Por Santiago Kovadloff |
No fracasa entonces quien choca contra un obstáculo sino
quien estima que nunca podrá superarlo. En el fracaso radical, la adversidad se
convierte en destino. Pasa a ser fatalidad y se asimila a lo irremediable.
No faltan ejemplos. Uno de ellos lo brinda el tango asociado
a un desencanto presuntamente varonil en el trato con todas las mujeres. El
bolero, menos severo con ellas y sin duda más lírico, propone otro: el del
enamorado que, crucificado en su pasión, se dispone a morir por el hechizo que
lo desvela.
Abundan además, en las obras literarias, fracasados
memorables. Se cuentan entre ellos los que no toleran la invicta fortaleza del
mal y ante su vigencia inamovible resuelven matarse. Dostoievski les dio vida
eterna. Otros se suicidan para escapar del dolor que los devora al verse
rechazados, como el Werther de Goethe. Y algunos se dejan arrastrar a la
aniquilación por la apatía moral, como Mersault en El extranjero de Camus.
En la mal llamada vida real (¡como si la de los sueños no lo
fuera!) abundan los que se confiesan frustrados porque no supieron perseverar
en la defensa de un ideal o de una vocación. Y es cierto que hay allí un gran
padecimiento, casi siempre indeclinable. Pocas cosas duelen más que una pasión
desoída.
La tragedia clásica retrata la catástrofe en la que siempre
desemboca la desmesura. El fracaso consiste allí, sea esa tragedia griega,
francesa o shakespeariana, en haber desoído el llamado que la prudencia formula
a la tentación del desenfreno.
Por supuesto, el desastre así entendido no es solo ni ante
todo literario. Ni literaria únicamente la insistencia del exceso en traspasar
todo límite, creyendo que el desenlace nunca será el infortunio.
Pero cuando no es así, el semblante del fracaso se
transforma, matiza y multiplica. Ya nada dirá de él ninguna caracterización que
aspire a ser exclusiva.

* [Extracto de datos]
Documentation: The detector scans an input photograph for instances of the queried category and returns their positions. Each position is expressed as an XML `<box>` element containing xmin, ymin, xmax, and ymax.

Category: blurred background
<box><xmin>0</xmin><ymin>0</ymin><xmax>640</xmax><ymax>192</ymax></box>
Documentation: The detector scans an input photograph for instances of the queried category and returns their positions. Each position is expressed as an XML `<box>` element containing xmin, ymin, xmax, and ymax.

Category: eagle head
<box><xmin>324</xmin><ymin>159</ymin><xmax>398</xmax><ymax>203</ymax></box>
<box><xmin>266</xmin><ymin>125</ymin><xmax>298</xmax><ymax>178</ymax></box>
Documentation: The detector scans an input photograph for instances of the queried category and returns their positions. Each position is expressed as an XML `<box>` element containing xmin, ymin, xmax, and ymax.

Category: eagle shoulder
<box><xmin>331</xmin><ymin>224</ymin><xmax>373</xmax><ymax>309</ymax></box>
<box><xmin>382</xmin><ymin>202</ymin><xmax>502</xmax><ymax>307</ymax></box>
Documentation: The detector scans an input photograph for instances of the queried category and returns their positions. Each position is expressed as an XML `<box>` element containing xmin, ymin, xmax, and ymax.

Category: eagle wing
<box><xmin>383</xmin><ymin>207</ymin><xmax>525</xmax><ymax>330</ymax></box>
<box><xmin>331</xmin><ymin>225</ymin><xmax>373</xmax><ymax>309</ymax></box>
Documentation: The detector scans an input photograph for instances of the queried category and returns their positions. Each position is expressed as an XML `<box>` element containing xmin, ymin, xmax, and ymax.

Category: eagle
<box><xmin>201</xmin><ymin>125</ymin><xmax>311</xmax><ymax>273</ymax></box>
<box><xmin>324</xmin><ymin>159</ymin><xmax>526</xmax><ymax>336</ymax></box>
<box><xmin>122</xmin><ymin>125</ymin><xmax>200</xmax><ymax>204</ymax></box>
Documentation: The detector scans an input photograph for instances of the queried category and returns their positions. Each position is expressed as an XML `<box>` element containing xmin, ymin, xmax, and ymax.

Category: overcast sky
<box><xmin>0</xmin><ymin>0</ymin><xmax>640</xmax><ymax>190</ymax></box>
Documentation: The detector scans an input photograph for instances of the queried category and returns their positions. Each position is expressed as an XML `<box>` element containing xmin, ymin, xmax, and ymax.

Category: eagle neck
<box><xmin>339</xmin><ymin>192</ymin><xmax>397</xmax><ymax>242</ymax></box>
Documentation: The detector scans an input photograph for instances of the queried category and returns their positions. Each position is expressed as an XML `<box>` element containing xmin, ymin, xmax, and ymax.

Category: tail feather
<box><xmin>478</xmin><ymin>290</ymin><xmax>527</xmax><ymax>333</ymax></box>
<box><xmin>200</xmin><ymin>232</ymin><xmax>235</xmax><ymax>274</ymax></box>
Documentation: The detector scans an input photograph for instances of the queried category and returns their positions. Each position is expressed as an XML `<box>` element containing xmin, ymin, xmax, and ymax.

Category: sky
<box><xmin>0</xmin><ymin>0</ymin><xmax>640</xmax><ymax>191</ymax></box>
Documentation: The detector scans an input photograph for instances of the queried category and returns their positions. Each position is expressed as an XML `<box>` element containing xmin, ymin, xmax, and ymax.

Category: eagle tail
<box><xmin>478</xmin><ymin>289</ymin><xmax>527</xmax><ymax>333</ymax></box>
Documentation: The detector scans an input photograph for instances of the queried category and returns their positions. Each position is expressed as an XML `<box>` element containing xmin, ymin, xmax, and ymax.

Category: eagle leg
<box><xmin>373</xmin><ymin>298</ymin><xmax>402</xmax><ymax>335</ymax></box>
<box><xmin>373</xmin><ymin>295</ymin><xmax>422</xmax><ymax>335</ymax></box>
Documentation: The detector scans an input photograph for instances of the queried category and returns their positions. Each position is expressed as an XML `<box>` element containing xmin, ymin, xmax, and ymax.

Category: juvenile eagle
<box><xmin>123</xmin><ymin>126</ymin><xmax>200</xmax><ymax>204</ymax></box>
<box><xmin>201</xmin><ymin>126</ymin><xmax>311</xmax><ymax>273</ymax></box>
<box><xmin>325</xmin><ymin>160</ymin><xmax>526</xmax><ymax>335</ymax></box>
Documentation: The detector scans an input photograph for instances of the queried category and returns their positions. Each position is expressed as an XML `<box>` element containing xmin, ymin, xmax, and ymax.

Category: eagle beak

* [Tareas por realizar]
1. Indica solo el número de líneas de las entradas que contienen la cadena "tail".
2. Escribe una continuación del ensayo sobre el fracaso a partir de su última oración.
El ensayo y las entradas no guardan ninguna relación entre sí.

* [Respuestas por tarea]
1. 2

2.
Hay fracasos cuyo espesor un carácter bien templado sabe
moderar sin renegar de ellos, seguro de sus convicciones aunque nadie las
comparta y sin pretender que ellas tengan validez universal.
Otros no viven como fracaso lo que para muchos lo es. Conocí
siendo muchacho a un pintor impresionista llamado Manuel Zorrilla. Nada le
importaba que ya no fuera vanguardia la escuela a la que adhería. Solo como
impresionista había encontrado la emoción de pintar. La peor de las
frustraciones hubiera consistido para él en dejar de hacerlo como lo hacía.
Hay fracasos que aleccionan, y si es cierto que lastiman
también lo es que favorecen la posibilidad de aprender.
No olvidaré la mañana en que, confiado en la lectura que
había hecho de las clases dictadas por el profesor titular de Filosofía Moderna
y de las páginas que entendí esenciales en la Crítica de la razón práctica, de Kant, expuse sobre esa obra
durante unos diez minutos, en un examen oral. Tras escucharme y al cabo de un
silencio que me pareció excesivo, el profesor disparó su veredicto: mi nota era
tres.
-¿Tres? - exclamé yo casi agónico-. Pero? ¿En qué me
equivoqué?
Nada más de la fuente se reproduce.